**Passage provided**

/---

# Hello from Greenville SC



## Specialkayme (Sep 4, 2005)

Welcome to the site!


----------



## scrapiron (Aug 18, 2011)

I am near the Cherrydale area, holler if you need any help.


----------



## AmericasBeekeeper (Jan 24, 2010)

Welcome SCB!


----------



## sfisher (Sep 22, 2009)

Hello scbeek, I have a nephew in Anderson that just started keeping bees this year, isnt that close to you?


----------



## SCBeek (Mar 20, 2012)

Yes sir, it isn't but a 20m drive from where I live. He is also close to Clemson University, where they teach how to become a Certified Master Beekeeper. They are also doing a lot of honeybee research at Clemson. He has great resources in his backyard.


----------



## beecole (Nov 25, 2011)

Welcome !

I'm in Reidville. Glad to have you join the fun.


----------



## Adam Westbury (Apr 24, 2012)

SCBeek said:


> Yes sir, it isn't but a 20m drive from where I live. He is also close to Clemson University, where they teach how to become a Certified Master Beekeeper. They are also doing a lot of honeybee research at Clemson. He has great resources in his backyard.


Hey it's his nephew. Here in Anderson, I didn't know Clemson had a class. There is some beginner's bee keepers doing a class in Anderson but it's just informative not for any certification or anything. I will look it up in Clemson and see what the deal is! So far my hives are going pretty good.

\---

Stored dataset items
/---

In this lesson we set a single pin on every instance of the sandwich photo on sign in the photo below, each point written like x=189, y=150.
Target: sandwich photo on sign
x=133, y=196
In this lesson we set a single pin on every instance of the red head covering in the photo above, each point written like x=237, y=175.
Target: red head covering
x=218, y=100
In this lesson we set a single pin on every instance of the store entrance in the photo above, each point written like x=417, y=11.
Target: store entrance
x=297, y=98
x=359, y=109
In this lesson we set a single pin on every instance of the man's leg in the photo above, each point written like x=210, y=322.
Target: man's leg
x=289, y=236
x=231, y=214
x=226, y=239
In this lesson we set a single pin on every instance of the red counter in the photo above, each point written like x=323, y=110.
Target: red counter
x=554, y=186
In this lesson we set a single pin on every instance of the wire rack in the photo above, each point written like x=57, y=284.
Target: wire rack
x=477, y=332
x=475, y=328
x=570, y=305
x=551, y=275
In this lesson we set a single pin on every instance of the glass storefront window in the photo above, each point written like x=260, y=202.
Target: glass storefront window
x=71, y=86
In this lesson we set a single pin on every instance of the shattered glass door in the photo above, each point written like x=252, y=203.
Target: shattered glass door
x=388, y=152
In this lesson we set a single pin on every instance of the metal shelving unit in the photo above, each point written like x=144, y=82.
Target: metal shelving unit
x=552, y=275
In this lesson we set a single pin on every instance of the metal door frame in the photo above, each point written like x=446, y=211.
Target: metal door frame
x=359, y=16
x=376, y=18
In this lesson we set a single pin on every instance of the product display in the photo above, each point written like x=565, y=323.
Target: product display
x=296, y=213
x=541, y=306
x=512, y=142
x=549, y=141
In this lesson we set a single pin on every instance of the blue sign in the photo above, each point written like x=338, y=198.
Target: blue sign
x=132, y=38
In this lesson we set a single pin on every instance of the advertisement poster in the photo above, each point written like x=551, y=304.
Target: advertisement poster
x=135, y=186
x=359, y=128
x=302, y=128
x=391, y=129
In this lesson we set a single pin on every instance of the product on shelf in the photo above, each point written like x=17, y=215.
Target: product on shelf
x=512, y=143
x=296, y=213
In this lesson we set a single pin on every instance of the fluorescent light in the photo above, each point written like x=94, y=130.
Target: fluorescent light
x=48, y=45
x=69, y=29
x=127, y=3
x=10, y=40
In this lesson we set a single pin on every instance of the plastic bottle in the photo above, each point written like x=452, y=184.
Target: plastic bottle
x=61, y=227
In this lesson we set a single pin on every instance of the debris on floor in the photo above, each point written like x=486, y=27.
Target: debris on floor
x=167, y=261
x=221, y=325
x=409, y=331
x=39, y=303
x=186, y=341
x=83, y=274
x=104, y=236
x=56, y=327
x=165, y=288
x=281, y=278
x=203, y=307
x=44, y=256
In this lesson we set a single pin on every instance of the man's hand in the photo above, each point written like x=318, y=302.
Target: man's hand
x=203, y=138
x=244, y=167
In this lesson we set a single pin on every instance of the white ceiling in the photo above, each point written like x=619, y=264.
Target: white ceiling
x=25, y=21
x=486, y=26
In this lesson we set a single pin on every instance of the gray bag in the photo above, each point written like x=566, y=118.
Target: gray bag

\---

**Tasks to carry out**
1. Condense the paragraph in the forum thread that begins "Hey it's his nephew" into a short bulleted list that keeps its main facts.
2. Reproduce the part of the forum thread that opens with the words containing "## Adam Westbury" and closes with "going pretty good.".
3. According to the forum thread, what does Clemson University teach people how to become?
The records are separate material.

**Final answers**
1.
- The writer is the nephew and lives in Anderson.
- The writer didn't know Clemson had a class.
- Some beginner beekeepers are running a class in Anderson, but it is only informative and offers no certification.
- The writer plans to look into the Clemson class.
- The writer's hives are doing pretty well so far.

2.
## Adam Westbury (Apr 24, 2012)

SCBeek said:


> Yes sir, it isn't but a 20m drive from where I live. He is also close to Clemson University, where they teach how to become a Certified Master Beekeeper. They are also doing a lot of honeybee research at Clemson. He has great resources in his backyard.


Hey it's his nephew. Here in Anderson, I didn't know Clemson had a class. There is some beginner's bee keepers doing a class in Anderson but it's just informative not for any certification or anything. I will look it up in Clemson and see what the deal is! So far my hives are going pretty good.

3. A Certified Master Beekeeper.